Records of labeled points
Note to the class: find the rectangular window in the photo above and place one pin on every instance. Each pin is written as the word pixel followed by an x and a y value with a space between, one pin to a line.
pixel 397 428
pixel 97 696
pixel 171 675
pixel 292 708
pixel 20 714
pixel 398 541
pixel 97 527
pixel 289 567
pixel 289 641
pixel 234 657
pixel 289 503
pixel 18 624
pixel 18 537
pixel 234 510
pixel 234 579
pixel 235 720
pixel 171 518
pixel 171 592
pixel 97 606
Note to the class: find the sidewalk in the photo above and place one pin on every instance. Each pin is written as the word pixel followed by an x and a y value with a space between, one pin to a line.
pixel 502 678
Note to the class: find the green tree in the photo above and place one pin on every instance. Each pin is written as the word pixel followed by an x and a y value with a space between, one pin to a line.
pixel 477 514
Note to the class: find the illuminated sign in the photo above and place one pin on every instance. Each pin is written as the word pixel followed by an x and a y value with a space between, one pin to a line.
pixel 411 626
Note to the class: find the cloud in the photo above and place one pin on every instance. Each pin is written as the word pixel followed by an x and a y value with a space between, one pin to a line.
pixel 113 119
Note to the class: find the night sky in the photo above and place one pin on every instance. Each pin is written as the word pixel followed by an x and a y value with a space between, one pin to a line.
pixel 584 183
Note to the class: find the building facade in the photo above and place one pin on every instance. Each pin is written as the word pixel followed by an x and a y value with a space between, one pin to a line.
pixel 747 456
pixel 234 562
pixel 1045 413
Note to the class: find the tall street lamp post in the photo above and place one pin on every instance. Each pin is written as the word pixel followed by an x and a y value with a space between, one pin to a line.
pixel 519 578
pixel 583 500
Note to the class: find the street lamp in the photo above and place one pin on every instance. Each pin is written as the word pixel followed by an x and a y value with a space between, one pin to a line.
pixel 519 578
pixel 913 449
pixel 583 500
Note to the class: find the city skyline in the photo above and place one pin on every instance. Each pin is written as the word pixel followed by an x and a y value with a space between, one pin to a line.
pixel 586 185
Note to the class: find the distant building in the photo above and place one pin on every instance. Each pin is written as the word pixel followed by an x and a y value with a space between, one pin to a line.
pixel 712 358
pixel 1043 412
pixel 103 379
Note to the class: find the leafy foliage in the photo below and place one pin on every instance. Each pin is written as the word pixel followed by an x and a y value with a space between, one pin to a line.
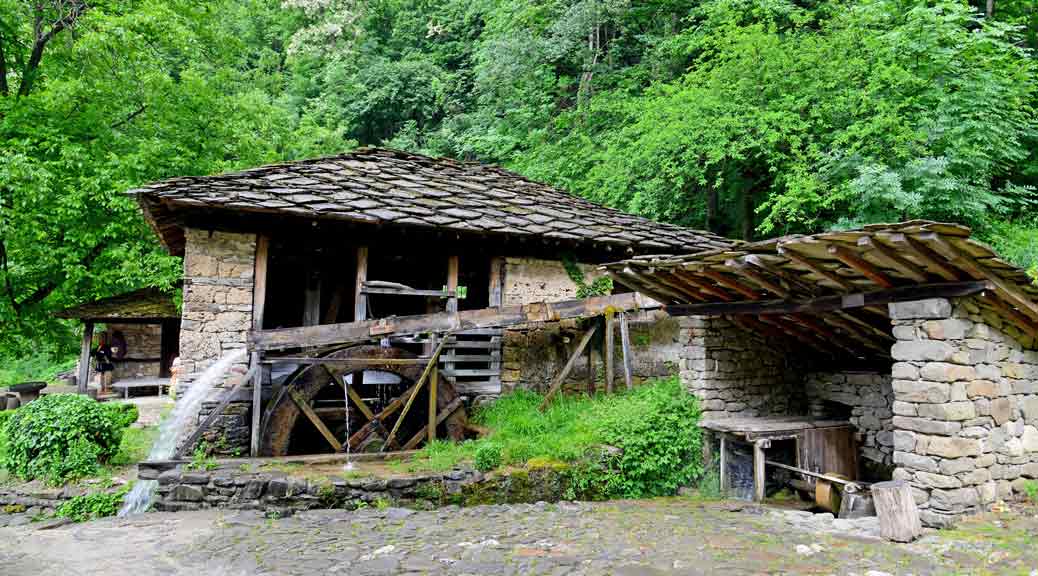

WHAT NEEDS TO BE DONE: Rewrite everything above, from the line containing "Note to the class: find the sidewalk" down to the line containing "pixel 477 514", with the notes kept as they are and every pixel coordinate shifted by adding 54 to both its x and y values.

EXERCISE SOLUTION:
Note to the class: find the sidewalk in the photo above and place one pin on every instance. Each pin is written as the word pixel followed by an x and a y value with a space between, one pin to a line.
pixel 556 732
Note to the class: find the green tree in the photo above and place one pin on every instance. Each pin is written as the word pixel followed by an x and a y value with a space between, one pin to a line.
pixel 531 568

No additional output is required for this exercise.